Problem description: Give back the entries in full, exactly as they are written.

Source information:
________________________

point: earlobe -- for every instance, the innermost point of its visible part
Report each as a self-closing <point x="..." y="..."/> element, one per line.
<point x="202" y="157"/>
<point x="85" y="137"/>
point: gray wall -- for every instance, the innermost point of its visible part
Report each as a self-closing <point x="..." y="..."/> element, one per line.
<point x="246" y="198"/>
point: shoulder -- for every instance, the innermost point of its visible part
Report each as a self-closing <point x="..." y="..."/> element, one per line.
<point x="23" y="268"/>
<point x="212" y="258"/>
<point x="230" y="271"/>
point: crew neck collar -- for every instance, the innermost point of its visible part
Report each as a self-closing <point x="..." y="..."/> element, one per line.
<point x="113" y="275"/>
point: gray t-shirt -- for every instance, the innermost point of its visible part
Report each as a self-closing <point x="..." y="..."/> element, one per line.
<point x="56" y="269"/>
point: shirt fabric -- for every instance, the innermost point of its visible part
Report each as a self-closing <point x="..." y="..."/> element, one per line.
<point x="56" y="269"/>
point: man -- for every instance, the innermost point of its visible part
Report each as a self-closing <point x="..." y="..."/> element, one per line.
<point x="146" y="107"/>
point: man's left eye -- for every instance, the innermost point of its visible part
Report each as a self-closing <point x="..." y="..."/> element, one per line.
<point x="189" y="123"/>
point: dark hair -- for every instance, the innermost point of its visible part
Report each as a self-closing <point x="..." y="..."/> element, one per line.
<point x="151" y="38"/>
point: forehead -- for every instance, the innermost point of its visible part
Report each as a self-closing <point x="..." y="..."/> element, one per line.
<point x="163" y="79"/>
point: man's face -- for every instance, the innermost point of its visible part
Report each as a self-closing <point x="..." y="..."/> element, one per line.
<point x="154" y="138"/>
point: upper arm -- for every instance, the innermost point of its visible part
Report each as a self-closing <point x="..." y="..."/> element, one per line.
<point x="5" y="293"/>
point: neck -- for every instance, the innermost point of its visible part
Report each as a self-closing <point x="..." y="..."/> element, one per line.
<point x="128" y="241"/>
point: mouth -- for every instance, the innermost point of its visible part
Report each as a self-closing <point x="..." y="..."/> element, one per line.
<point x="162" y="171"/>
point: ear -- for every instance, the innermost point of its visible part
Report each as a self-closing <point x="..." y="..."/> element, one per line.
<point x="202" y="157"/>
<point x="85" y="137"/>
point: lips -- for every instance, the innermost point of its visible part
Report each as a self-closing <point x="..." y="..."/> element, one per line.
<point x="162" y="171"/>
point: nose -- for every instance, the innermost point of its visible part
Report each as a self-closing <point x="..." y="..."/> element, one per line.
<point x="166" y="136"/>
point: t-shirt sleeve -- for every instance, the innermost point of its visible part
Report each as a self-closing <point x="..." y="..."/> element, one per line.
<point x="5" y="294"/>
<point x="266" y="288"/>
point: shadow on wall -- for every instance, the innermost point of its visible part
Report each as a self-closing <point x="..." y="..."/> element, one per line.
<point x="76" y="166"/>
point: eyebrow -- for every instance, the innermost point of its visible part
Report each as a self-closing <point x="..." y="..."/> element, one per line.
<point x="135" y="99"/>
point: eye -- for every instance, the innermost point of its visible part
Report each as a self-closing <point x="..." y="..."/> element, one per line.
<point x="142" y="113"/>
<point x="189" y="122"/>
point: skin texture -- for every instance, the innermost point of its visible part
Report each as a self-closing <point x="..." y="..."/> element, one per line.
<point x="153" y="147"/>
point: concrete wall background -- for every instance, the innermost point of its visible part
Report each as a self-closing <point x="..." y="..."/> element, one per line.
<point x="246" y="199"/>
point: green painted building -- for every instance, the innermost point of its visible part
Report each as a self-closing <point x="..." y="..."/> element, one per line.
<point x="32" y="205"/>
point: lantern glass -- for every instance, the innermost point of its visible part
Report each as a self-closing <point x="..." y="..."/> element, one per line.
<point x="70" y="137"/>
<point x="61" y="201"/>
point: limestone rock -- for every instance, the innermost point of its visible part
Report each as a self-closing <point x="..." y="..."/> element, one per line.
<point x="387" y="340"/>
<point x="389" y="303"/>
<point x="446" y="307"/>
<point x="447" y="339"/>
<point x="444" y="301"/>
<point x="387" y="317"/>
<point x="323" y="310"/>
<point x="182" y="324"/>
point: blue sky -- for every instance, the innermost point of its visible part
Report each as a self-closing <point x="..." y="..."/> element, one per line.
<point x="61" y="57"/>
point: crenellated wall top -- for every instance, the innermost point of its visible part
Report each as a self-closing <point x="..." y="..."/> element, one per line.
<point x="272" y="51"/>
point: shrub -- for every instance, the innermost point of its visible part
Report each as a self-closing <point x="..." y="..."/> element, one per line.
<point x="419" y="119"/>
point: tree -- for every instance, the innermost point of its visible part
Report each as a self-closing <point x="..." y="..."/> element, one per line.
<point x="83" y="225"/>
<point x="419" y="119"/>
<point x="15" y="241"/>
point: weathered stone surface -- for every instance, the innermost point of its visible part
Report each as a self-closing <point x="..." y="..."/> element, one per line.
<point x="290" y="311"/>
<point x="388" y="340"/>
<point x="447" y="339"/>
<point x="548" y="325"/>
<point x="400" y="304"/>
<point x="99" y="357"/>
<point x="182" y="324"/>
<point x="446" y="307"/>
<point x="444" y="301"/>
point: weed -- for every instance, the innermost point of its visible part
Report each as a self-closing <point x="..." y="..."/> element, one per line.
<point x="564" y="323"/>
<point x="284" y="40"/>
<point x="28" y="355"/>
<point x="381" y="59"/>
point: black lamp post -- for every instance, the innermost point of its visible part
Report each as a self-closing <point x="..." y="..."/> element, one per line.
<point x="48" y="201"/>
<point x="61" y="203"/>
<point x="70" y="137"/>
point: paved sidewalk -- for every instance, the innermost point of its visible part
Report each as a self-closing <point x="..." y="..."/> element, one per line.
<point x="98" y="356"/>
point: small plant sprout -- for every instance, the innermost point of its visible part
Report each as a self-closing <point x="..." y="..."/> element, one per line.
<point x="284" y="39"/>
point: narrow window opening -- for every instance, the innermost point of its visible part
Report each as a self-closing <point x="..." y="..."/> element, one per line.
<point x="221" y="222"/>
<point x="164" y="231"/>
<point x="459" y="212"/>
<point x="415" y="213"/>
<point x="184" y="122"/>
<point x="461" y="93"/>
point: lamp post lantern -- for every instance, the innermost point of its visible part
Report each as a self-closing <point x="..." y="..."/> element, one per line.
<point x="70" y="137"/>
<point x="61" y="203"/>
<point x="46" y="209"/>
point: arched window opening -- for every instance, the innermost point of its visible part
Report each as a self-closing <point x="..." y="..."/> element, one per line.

________________________

Written solution:
point: earlobe -- for every instance, the innermost point of its visible part
Report each as a self-closing <point x="..." y="..."/> element, one per line.
<point x="202" y="157"/>
<point x="85" y="137"/>
point: gray wall -- for every instance, the innermost point of its visible part
Report each as a self-closing <point x="..." y="..."/> element, one per line.
<point x="246" y="198"/>
point: shoulder -- for every instance, the innermost point of its visible part
Report each as a self-closing <point x="..." y="..."/> element, one per line.
<point x="23" y="268"/>
<point x="212" y="258"/>
<point x="230" y="271"/>
point: crew neck collar -- for every instance, the innermost point of its visible part
Report each as a self-closing <point x="..." y="..."/> element, one per line.
<point x="113" y="275"/>
point: gray t-shirt -- for every instance, the innermost point of its visible part
Report each as a self-closing <point x="..." y="..."/> element, one per line.
<point x="56" y="269"/>
point: shirt fabric -- for every instance, the innermost point of its visible part
Report each as a self-closing <point x="..." y="..."/> element, one per line.
<point x="56" y="269"/>
point: man -- for every instance, the innermost point of its visible part
Report each as a self-closing <point x="..." y="..."/> element, one per line.
<point x="146" y="107"/>
point: man's left eye -- for every instance, the innermost point of its visible part
Report each as a self-closing <point x="..." y="..."/> element, one per line.
<point x="189" y="123"/>
point: dark hair -- for every instance, the innermost point of its visible part
Report each as a self-closing <point x="..." y="..."/> element, one per line.
<point x="151" y="38"/>
point: forehead -- for every instance, the innermost point of its visible part
Report each as a self-closing <point x="..." y="..."/> element, one per line.
<point x="163" y="79"/>
point: man's face -- for every instance, the innermost point of its visible part
Report each as a self-closing <point x="..." y="..."/> element, one per line.
<point x="154" y="138"/>
point: upper arm -- for every instance, the innermost point of its visible part
Report each as a self-closing <point x="..." y="..."/> element, one per line.
<point x="5" y="293"/>
point: neck -- for every instance, the innermost point of its visible part
Report each as a self-closing <point x="..." y="..."/> element, one per line.
<point x="128" y="241"/>
point: mouth -- for every instance, the innermost point of its visible part
Report each as a self-closing <point x="..." y="..."/> element, one per line.
<point x="162" y="171"/>
point: ear -- for every instance, the innermost point of its visible part
Report each as a self-closing <point x="..." y="..."/> element, one per line.
<point x="202" y="157"/>
<point x="85" y="137"/>
point: lips -- for every instance, the innermost point of its visible part
Report each as a self-closing <point x="..." y="..."/> element, one per line.
<point x="162" y="171"/>
point: nose -- for every instance, the innermost point of its visible part
Report each as a self-closing <point x="..." y="..."/> element, one per line.
<point x="166" y="136"/>
point: t-shirt sleeve -- for every instance, the innermost point of its visible part
Report each as a self-closing <point x="..." y="..."/> element, one per line.
<point x="5" y="294"/>
<point x="266" y="288"/>
point: shadow on wall -- for every instance, the innermost point of its visible part
Report each as a self-closing <point x="..." y="..."/> element, one per line.
<point x="76" y="166"/>
point: eyebrow -- for every instance, the innermost point of its visible part
Report each as a self-closing <point x="..." y="..."/> element, one per line.
<point x="135" y="99"/>
point: eye -- for every instance, the innermost point of its visible part
Report each as a self-closing <point x="..." y="..."/> element, one per line.
<point x="142" y="113"/>
<point x="189" y="122"/>
point: skin texture -- for every instance, the innermost point of its visible part
Report each as a self-closing <point x="..." y="..."/> element, one per line.
<point x="153" y="147"/>
point: concrete wall background -- for every instance, the innermost point of its visible part
Report each as a self-closing <point x="..." y="..."/> element, one per line.
<point x="246" y="199"/>
point: green painted building -- for every instance, the innermost point of its visible part
Report each as a self-closing <point x="..." y="..."/> element, one per line.
<point x="32" y="205"/>
point: lantern glass -- for every instance, the innermost point of its visible part
Report each as a self-closing <point x="..." y="..."/> element, one per line.
<point x="70" y="137"/>
<point x="61" y="201"/>
point: limestone rock -- for every instance, the innermost point of its visible part
Report each as a self-closing <point x="..." y="..."/> element, one per line.
<point x="387" y="340"/>
<point x="389" y="303"/>
<point x="446" y="307"/>
<point x="447" y="339"/>
<point x="444" y="301"/>
<point x="387" y="317"/>
<point x="323" y="310"/>
<point x="182" y="324"/>
point: blue sky -- for every instance, the innermost point of its visible part
Report each as a self-closing <point x="..." y="..."/> element, one per line.
<point x="61" y="57"/>
point: crenellated wall top -- for every instance, the innermost point of its visible part
Report each as a self-closing <point x="..." y="..."/> element, one per line.
<point x="272" y="51"/>
point: shrub -- for every instance, the innermost point of its visible part
Report each as a self-closing <point x="..." y="..."/> element, one per line.
<point x="419" y="119"/>
point: tree -- for every instance, the innermost point of its visible part
Report each as a self-closing <point x="..." y="..."/> element, one per line.
<point x="83" y="225"/>
<point x="419" y="119"/>
<point x="15" y="241"/>
point: weathered stone surface -- for every instance, the innermost point of its visible part
Report each as a self-closing <point x="..." y="..."/> element, one per line.
<point x="290" y="311"/>
<point x="388" y="340"/>
<point x="447" y="339"/>
<point x="548" y="325"/>
<point x="400" y="304"/>
<point x="99" y="357"/>
<point x="182" y="324"/>
<point x="446" y="307"/>
<point x="444" y="301"/>
point: weed -- for every instance, the innermost point of its visible part
Report each as a self-closing <point x="..." y="..."/> element, one per line.
<point x="564" y="323"/>
<point x="284" y="40"/>
<point x="28" y="355"/>
<point x="381" y="59"/>
point: black lamp post -- for every instance, the innermost point of its visible part
Report each as a self-closing <point x="..." y="..."/> element, one per line.
<point x="48" y="201"/>
<point x="61" y="203"/>
<point x="70" y="137"/>
point: paved sidewalk -- for every instance, the innermost point of its visible part
Report each as a self-closing <point x="..." y="..."/> element, one per line.
<point x="98" y="356"/>
point: small plant sprout -- for every instance, the innermost point of its visible part
Report each as a self-closing <point x="..." y="..."/> element, one per line.
<point x="284" y="39"/>
point: narrow window opening -- for every instance, the innermost point of its visible part
Report each as a self-closing <point x="..." y="..."/> element, one per line.
<point x="221" y="222"/>
<point x="164" y="231"/>
<point x="459" y="212"/>
<point x="415" y="213"/>
<point x="184" y="122"/>
<point x="461" y="93"/>
point: lamp post lantern -- for every instance, the innermost point of its visible part
Report each as a self-closing <point x="..." y="..."/> element, one per line.
<point x="70" y="137"/>
<point x="61" y="203"/>
<point x="46" y="209"/>
point: arched window opening -- for every instance, the innermost point of its visible part
Report each as a self-closing <point x="..." y="..."/> element, one per line.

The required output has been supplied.